REQUEST: Return the lines below word for word, leaving out the pictures.

THE INPUT:
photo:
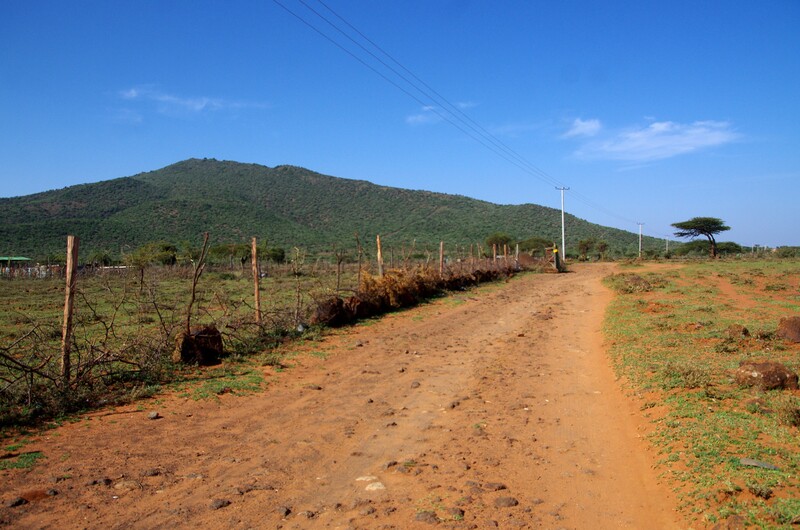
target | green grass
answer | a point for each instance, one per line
(239, 382)
(23, 461)
(670, 343)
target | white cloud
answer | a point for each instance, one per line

SOLUTION:
photo:
target | green grass
answer | a point for each instance, one per line
(239, 382)
(23, 461)
(670, 343)
target | white cloud
answer | a point for each instance, one per line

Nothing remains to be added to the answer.